▶ Required work
Type the data below again exactly. Omit all pictures.
** Opening Excerpted records block **
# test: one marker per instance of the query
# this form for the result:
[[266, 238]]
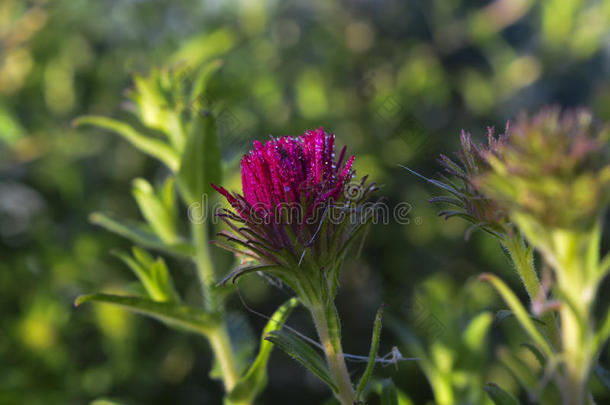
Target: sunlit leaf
[[255, 379], [519, 311], [200, 163], [499, 396], [140, 236], [146, 144], [368, 372], [302, 352], [174, 315]]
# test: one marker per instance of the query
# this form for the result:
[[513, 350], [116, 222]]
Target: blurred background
[[395, 80]]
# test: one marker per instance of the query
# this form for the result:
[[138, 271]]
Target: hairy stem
[[328, 326], [524, 265]]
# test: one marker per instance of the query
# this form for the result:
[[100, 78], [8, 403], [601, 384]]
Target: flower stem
[[219, 339], [328, 326]]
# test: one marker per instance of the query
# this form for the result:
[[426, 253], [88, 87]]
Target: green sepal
[[499, 396], [149, 145], [255, 378], [152, 273], [138, 234], [200, 163], [370, 366]]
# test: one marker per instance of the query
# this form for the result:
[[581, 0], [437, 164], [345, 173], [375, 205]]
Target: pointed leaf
[[199, 87], [389, 395], [499, 396], [153, 209], [173, 315], [200, 163], [603, 375], [370, 366], [519, 311], [151, 146], [140, 236], [302, 352], [255, 379]]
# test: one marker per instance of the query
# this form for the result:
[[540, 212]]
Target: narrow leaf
[[255, 379], [173, 315], [146, 144], [499, 396], [368, 372], [302, 352], [389, 396]]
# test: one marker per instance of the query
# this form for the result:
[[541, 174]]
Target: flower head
[[299, 210], [553, 169]]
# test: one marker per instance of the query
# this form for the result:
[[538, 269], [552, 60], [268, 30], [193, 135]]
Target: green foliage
[[174, 315], [200, 163], [499, 396], [301, 351]]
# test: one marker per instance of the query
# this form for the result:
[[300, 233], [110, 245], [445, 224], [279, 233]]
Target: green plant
[[544, 185], [164, 104]]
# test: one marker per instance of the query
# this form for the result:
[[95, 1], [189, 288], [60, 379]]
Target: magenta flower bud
[[299, 210]]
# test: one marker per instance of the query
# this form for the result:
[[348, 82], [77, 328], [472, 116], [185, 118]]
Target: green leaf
[[154, 210], [475, 333], [389, 395], [370, 366], [201, 82], [140, 236], [105, 402], [519, 311], [603, 375], [200, 163], [499, 396], [153, 274], [302, 352], [534, 350], [173, 315], [255, 379], [153, 147]]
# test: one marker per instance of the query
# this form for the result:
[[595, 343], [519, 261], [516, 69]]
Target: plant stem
[[219, 338], [205, 269], [328, 326], [576, 360], [221, 345]]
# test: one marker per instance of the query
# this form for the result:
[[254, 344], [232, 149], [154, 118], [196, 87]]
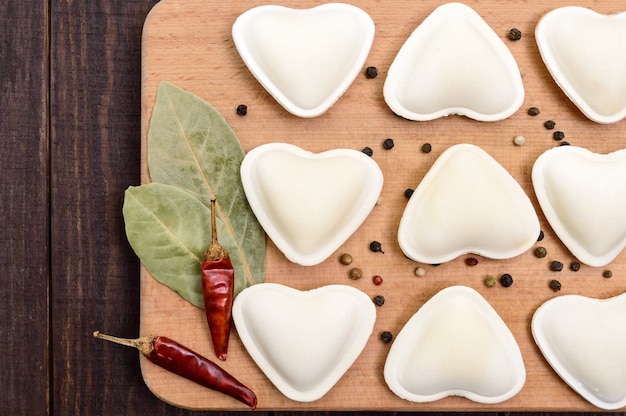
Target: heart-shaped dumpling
[[583, 340], [454, 63], [467, 203], [455, 344], [304, 341], [310, 203], [305, 58], [583, 196], [585, 53]]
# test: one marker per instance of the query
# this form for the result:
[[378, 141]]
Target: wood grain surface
[[70, 144], [189, 44]]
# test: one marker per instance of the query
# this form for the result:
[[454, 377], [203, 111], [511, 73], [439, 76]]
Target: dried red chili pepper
[[218, 284], [186, 363]]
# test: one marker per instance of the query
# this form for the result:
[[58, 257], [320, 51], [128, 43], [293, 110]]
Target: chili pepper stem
[[215, 251], [143, 344]]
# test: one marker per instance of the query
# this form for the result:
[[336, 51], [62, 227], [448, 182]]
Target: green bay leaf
[[192, 147], [170, 230]]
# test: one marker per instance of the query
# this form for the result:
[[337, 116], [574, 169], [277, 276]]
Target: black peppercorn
[[386, 336], [515, 34], [506, 280], [550, 124], [533, 111], [556, 266], [471, 261], [371, 72], [355, 274], [242, 109], [376, 247], [540, 252], [555, 285]]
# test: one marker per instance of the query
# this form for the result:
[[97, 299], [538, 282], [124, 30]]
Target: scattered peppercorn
[[376, 247], [388, 144], [242, 109], [355, 274], [555, 285], [519, 140], [386, 337], [506, 280], [556, 266], [345, 259], [515, 34], [533, 111], [471, 261], [371, 72]]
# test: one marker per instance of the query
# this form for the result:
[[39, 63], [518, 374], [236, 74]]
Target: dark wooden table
[[69, 147]]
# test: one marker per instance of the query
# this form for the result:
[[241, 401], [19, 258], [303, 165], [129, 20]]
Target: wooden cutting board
[[188, 43]]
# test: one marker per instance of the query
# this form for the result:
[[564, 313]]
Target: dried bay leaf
[[192, 147], [170, 230]]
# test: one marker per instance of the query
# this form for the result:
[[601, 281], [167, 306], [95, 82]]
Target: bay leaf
[[170, 230], [191, 146]]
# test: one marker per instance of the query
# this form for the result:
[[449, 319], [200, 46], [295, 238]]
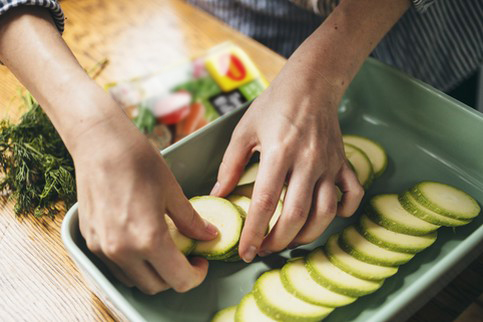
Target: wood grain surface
[[38, 281]]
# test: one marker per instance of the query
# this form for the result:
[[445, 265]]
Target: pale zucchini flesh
[[374, 151], [355, 244], [275, 301], [330, 276], [297, 280], [227, 218], [225, 315], [249, 175], [361, 164], [353, 266], [389, 213], [414, 207], [446, 200], [183, 243], [244, 203], [248, 311], [392, 240]]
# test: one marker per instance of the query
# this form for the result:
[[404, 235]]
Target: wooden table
[[38, 281]]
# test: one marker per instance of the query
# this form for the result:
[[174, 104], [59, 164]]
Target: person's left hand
[[294, 126]]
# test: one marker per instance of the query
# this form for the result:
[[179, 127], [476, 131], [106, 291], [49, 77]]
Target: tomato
[[174, 117]]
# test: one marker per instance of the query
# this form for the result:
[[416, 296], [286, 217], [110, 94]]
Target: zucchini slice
[[356, 245], [183, 243], [247, 191], [414, 207], [297, 280], [361, 164], [394, 241], [225, 315], [386, 211], [249, 175], [248, 311], [275, 301], [446, 200], [352, 265], [330, 276], [374, 151], [227, 218]]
** Closing Excerpted records block **
▶ Solution to this task
# test: one marker per instance of the query
# this form for the result:
[[266, 238]]
Target: sunlit leaf
[[255, 379], [519, 311], [200, 163], [499, 396], [140, 236], [146, 144], [368, 372], [302, 352], [174, 315]]
# test: one marker per instance of the query
# this form for the result:
[[513, 350], [116, 222]]
Target: blurred background
[[395, 80]]
# test: one marker per instance of the query
# this form for the result:
[[138, 271]]
Target: hairy stem
[[328, 326], [524, 265]]
# test: one marker per instance of the query
# this form for the result:
[[100, 78], [8, 403], [601, 384]]
Target: flower stem
[[219, 339], [328, 326]]
# test: one marker per instance of the query
# this form for the result:
[[426, 253], [88, 87]]
Target: green sepal
[[499, 396], [149, 145], [255, 378], [152, 273], [138, 234], [200, 163], [370, 366]]
# test: one marker per instance of the query
# this form for the result:
[[581, 0], [437, 164], [345, 173], [375, 205]]
Target: pointed leaf
[[199, 87], [389, 395], [499, 396], [153, 209], [173, 315], [200, 163], [603, 375], [370, 366], [519, 311], [151, 146], [140, 236], [302, 352], [255, 379]]
# test: one marker per instance of the query
# this form for the result:
[[540, 212]]
Target: narrow leaf
[[255, 379], [173, 315], [146, 144], [499, 396], [368, 372], [302, 352], [389, 396]]
# test: one marker per instance of the query
# this form for the result:
[[541, 174]]
Target: flower head
[[299, 210], [553, 169]]
# test: one marker per instance of the query
# this form for the result:
[[538, 269], [552, 60], [268, 30], [193, 135]]
Target: green foliage
[[174, 315], [200, 163], [499, 396], [301, 351]]
# test: one marker per instance of the query
# this form for the result:
[[300, 233], [110, 245], [445, 224], [279, 233]]
Target: green plant
[[544, 185], [164, 104]]
# test: one marker per instance of the query
# this form for the result:
[[95, 1], [189, 288], [60, 379]]
Target: magenta flower bud
[[299, 210]]
# test: one marker per instance of the query
# this form for the result:
[[348, 82], [77, 328], [472, 116], [185, 118]]
Target: green leaf
[[154, 210], [475, 333], [389, 395], [370, 366], [201, 82], [140, 236], [105, 402], [519, 311], [603, 375], [200, 163], [499, 396], [153, 274], [302, 352], [534, 350], [173, 315], [255, 379], [153, 147]]
# test: one marker per instance of the query
# this form for the result:
[[595, 343], [519, 261], [516, 69]]
Target: plant stem
[[219, 338], [205, 269], [328, 326], [576, 360], [221, 345]]
# test: one marker per instance of the query
# this form for the result:
[[254, 344], [232, 149], [154, 118], [196, 87]]
Target: heart-shaped dumpling
[[583, 340], [454, 63], [467, 203], [455, 344], [304, 341], [310, 203], [305, 58], [583, 196], [585, 53]]
# test: one marker per instance of the query
# this form for the result:
[[378, 141]]
Target: wood grain surface
[[70, 144], [189, 44]]
# test: one marker per instance of the query
# this form for the result:
[[454, 377], [203, 111], [511, 73], [439, 76]]
Target: dried red chili pepper
[[218, 284], [186, 363]]
# test: one marker per instance of the query
# this form for the result:
[[58, 257], [320, 51], [128, 43], [293, 110]]
Target: chili pepper stem
[[215, 251], [143, 344]]
# test: one marker per instance of the query
# this form for the result:
[[336, 51], [62, 227], [448, 182]]
Target: green bay leaf
[[192, 147], [170, 230]]
# test: one marker per instance of the query
# this form for the result:
[[337, 116], [574, 169], [277, 276]]
Target: black peppercorn
[[386, 336], [515, 34], [506, 280], [550, 124], [533, 111], [556, 266], [471, 261], [371, 72], [355, 274], [242, 109], [376, 247], [540, 252], [555, 285]]
# test: one marker per instance of the query
# this form for the result:
[[97, 299], [538, 282], [124, 30]]
Target: scattered peppercorn
[[376, 247], [388, 144], [242, 109], [355, 274], [555, 285], [519, 140], [386, 337], [506, 280], [556, 266], [345, 259], [515, 34], [533, 111], [471, 261], [371, 72]]
# test: one marker per instance of the query
# this form for the result:
[[39, 63], [518, 374], [236, 74]]
Target: dark wooden table
[[69, 147]]
# test: one marker per instance of the query
# this form for the result:
[[241, 401], [19, 258], [303, 165], [129, 20]]
Target: wooden cutting board
[[188, 43]]
# test: one marker per instance of the query
# this form for the result:
[[564, 313]]
Target: dried bay leaf
[[192, 147], [170, 230]]
# test: one marker per instance of the query
# this form for the result:
[[601, 281], [167, 306], [95, 82]]
Target: bay leaf
[[170, 230], [191, 146]]
# test: one marker per instance of the query
# this form for the result:
[[449, 319], [200, 46], [295, 238]]
Target: wood grain surface
[[38, 281]]
# test: one marker per instance of the query
# this form for the result:
[[445, 265]]
Target: pale zucchini flesh
[[374, 151], [355, 244], [275, 301], [330, 276], [297, 280], [227, 218], [225, 315], [249, 175], [361, 164], [353, 266], [389, 213], [414, 207], [446, 200], [183, 243], [244, 203], [248, 311], [392, 240]]
# test: one marker per instance of the query
# this form for the result:
[[404, 235]]
Target: wooden table
[[38, 281]]
# test: one marker per instance of the query
# this form for the result:
[[174, 104], [59, 164]]
Target: person's left hand
[[294, 126]]
# test: one marker per instance of the query
# this form for the result:
[[179, 127], [476, 131], [106, 291], [49, 77]]
Target: tomato
[[174, 117]]
# test: one marker per instance of the query
# this form for the result:
[[416, 296], [286, 217], [110, 94]]
Target: zucchini slice
[[356, 245], [183, 243], [247, 191], [414, 207], [297, 280], [361, 164], [394, 241], [225, 315], [386, 211], [249, 175], [248, 311], [275, 301], [446, 200], [352, 265], [330, 276], [374, 151], [227, 218]]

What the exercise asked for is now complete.